Directions for this task
Each entry should be given again exactly, with any image left out.

Records shown
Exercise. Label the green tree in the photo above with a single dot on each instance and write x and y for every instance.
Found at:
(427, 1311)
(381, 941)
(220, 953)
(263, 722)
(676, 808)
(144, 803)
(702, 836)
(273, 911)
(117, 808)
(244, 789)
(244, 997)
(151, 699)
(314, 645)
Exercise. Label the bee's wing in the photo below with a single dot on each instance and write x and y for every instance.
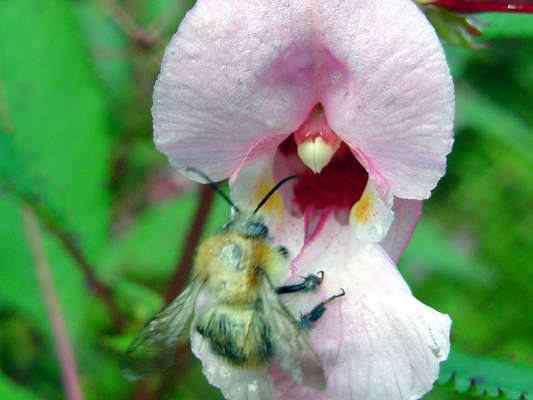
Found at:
(154, 348)
(291, 345)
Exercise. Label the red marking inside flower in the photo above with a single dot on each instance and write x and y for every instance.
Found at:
(339, 185)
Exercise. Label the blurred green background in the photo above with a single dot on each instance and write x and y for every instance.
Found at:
(76, 144)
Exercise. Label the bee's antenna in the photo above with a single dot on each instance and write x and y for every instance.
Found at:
(214, 186)
(272, 191)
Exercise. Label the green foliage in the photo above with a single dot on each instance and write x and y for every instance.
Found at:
(508, 26)
(75, 142)
(58, 124)
(9, 390)
(487, 377)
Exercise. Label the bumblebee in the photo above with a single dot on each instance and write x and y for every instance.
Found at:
(244, 320)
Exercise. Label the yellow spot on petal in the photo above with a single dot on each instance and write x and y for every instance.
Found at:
(274, 205)
(363, 209)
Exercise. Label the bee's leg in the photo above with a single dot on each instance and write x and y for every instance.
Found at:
(307, 320)
(310, 282)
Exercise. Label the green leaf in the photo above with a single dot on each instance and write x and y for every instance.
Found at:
(493, 119)
(485, 376)
(58, 124)
(11, 391)
(508, 26)
(431, 251)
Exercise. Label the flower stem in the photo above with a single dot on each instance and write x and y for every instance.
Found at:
(184, 265)
(179, 280)
(63, 347)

Solution for this exercise
Exercise. Label the green tree in the photo above with a single dot on each instance and write x and y for every instance.
Found at:
(427, 1311)
(381, 941)
(220, 953)
(263, 722)
(676, 808)
(144, 803)
(702, 836)
(273, 911)
(117, 808)
(244, 789)
(244, 997)
(151, 699)
(314, 645)
Exercise. Label the bee's wing in the photo below with a single dot on each instance and write x and y for every instance.
Found at:
(154, 348)
(291, 345)
Exercise. Label the red marking inside flower in the photo above with a single dot on each instance and write x and y for every instance.
Found at:
(339, 185)
Exercise. Label the blurred green background in the photo above with a single dot on each instance and write x and y for every instance.
Found at:
(76, 144)
Exercise. Label the bee's antenna in the photo above with a single dot on each instance and write x and y for every instance.
Found at:
(214, 186)
(272, 191)
Exercise. Label the green foliage in the photo above with a single dot on each instance and write x and y for every instance.
Found at:
(508, 26)
(75, 142)
(58, 124)
(9, 390)
(487, 377)
Exercise. Label the bumblebee in the photo above with a single dot on each instance and write x and y for every instance.
Found at:
(244, 320)
Exercise. Label the yellow spot on petal in the photo above with a single dot on each instance and write x and y for every instance.
Found at:
(274, 205)
(363, 209)
Exercise. Label the bee's leg in the photo above with a single dot on each instance and write x and y for every instance.
Found at:
(307, 320)
(310, 282)
Exercise. Label the green leaf in the photo above with a single dot on each instance and write x and y for every instance.
Found at:
(493, 119)
(485, 376)
(58, 124)
(11, 391)
(508, 26)
(431, 251)
Exercise. Label the flower stem in the photo above with a single dot on each instance and write x and y for every instance.
Found at:
(184, 265)
(179, 280)
(63, 347)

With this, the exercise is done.